> [Article]:

>>

Top Ten Songs by John Mayer

1. Waiting on the World to Change (Waiting on the World to Change, 2006). The first time I heard this song on the radio, for a snap second, I thought I was listening to Marvin Gaye. Imagine my surprise, a few moments later, when I realized it was white-boy, do-gooder artist John Mayer. But perhaps I shouldn’t have been so surprised. If any single characteristic has attached itself to John Mayer’s career and music, it’s earnestness. Mayer, a modern-day poet who accompanies his lyrics with a guitar. He’s a soulful crooner who now intends to bring a political conscience to his music. Waiting on the World to Change has all the qualities of a sixties smash hit like What’s Going On, but it’s not without its irony. It’s the strangest call to arms ever, where he gently chides his generation for waiting for their chance to change the world instead of seizing control. But the message might be a bit too subtle – and his sarcasm is undercut by what seems to be his genuine sense of helplessness. “Now we see everything that’s going wrong with the world and those who lead it we just feel like we don’t have the means to rise above and beat it, so we keep waiting, waiting on the world to change.”

2. No Such Thing (Inside Wants Out, 1999). Mayer’s career is marked by unusual choices, including his breakout first album, which lacks any kind of slick production sound. This is because Inside Wants Out is the promo album that Mayer used to promote himself, and achieve acclaim on his own without the power of a big studio behind him. This song was ultimately remade when he finally did get production support, but there’s an intimacy to the original that makes it worth mentioning. Mayer relies on acoustic guitar, and catchy little ditties like No Such Thing which is a defiant anthem about chasing your own dreams no matter who might discourage you.

3. My Stupid Mouth. (Room for Squares, 2001). Part of Mayer’s charm is that he lacks both sophistication and hard edges. He’s neither a slick pop crooner nor a bitter grunge-style artist. Mayer’s a guy in a button down shirt with a guitar, puppy-dog eyes, and too much smarts for his own good. He’s a kid looking at the world with newly-adult eyes, and no where are his lyrics more innocent than in My Stupid Mouth, a song about a dinner date gone awry because he has said something foolish. We never find out what it is that he has said, but we’ve all been there. We feel the discomfort keenly. “We bit our lips. She looked out the window. . . I played a quick game of chess with the salt and pepper shaker, and I could see clearly, an indelible line was drawn.” He pledges, in the song, to be quiet. But he can’t even do that, and after a pause, starts singing again. You can’t listen to this song without wanting to ruffle his hair.

<<

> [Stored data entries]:
>>

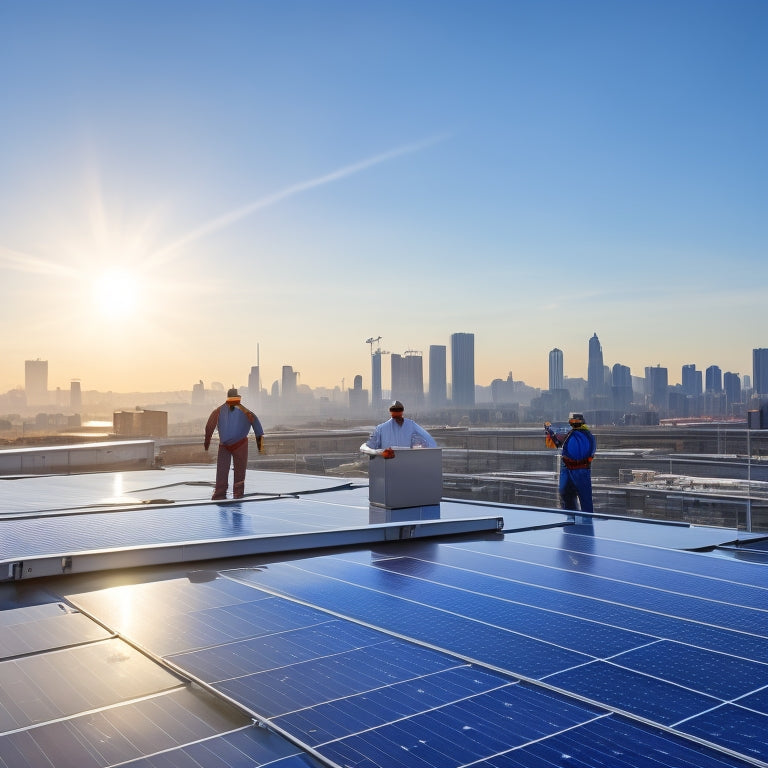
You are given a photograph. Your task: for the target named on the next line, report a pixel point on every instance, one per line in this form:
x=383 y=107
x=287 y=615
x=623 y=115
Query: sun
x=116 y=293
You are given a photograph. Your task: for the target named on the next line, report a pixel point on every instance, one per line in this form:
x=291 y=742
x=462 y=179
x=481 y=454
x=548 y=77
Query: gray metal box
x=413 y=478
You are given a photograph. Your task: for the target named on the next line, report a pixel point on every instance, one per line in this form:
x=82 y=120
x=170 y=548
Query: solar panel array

<<

> [Given task]:
Write the next part of the article ranking John Mayer's top ten songs, picking up after its final sentence.

> [Output for this task]:
4. Your Body is a Wonderland (Room for Squares, 2001). Just when you thought every song that could ever be written about sex had already been made, John Mayer gives us Your Body is a Wonderland. It’s unlike any other love song you’ve ever heard, with the bedroom sensibilities of Barry White, the catchy rhythm of a theme park commercial, and lyrics to melt the heart of even the most jaded women anywhere. Mayer manages to find the words all women want to hear, and combine them with a playful melody. “Your skin like porcelain, One pair of candy lips and Your bubblegum tongue. And if you want love we’ll make it, Swim in a deep sea of blankets, Take all your big plans and break ’em, This is bound to be awhile.” The radio station is filled with songs about scratching, biting, moving, grooving, banging, shaking, sweating, humps and lumps and milkshakes. Mayer turns a blind eye to the over-exposed, the sensationalized, and the exploitation of the body and deliberately approaches the subject with a sugary sweetness intended to seduce. Try to listen to this song without smiling. I dare you.

5. St. Patrick’s Day (Room for Squares, 2001). Mayer ventures slightly away from his trademark innocence in this song about the uncertainty of relationships. Throughout the ballad, Mayer is able to promise that there won’t be a break-up until after St. Patrick’s Day because of all the plans and holidays in between. Even the sadness in the song is countered by Mayer’s irrepressible hopefulness about the evolution of relationships; he likes the idea of knowing someone and exploring the sky the way children do. This song, like all the rest, is catchy as a commercial jingle.

6. Why Georgia (Room for Squares, 2001). How can you not love a song that brings to mind “mornings that last all afternoon”? Mayer has a way of turning a phrase, making a clever observation, and turning it into a larger metaphor and message. He isn’t embarrassed to ask all the small questions, like why he can’t keep his mouth shut when he knows he should, and he’s not afraid to ask the larger ones either. In Why Georgia, he wants to know if he’s doing the right thing with his life. A question that no one can answer, but which is still charming to hear posed. Like most Mayer songs, it sounds like just a guy and his guitar. But there’s a pretty production to it here that was missing from his earlier promotional album. Unfortunately, it’s also this song that he sounds most like Dave Matthews.

7. 3 x 5 (Room for Squares, 2001). Mayer has a voice that’s both masculine and pretty at the same time, and in 3 x 5 it takes on an especially whispery quality. Like so many of Mayer’s songs, it’s more a poem put to music than lyrics fit to a song. “Today skies are painted colors of a cowboy’s cliche’, And strange how clouds that look like mountains in the sky are next to mountains anyway.” But that isn’t to say that it isn’t a catchy little, foot-tapping song. A mix of pop and hillbilly folk, it builds in unexpected ways and will have you humming along.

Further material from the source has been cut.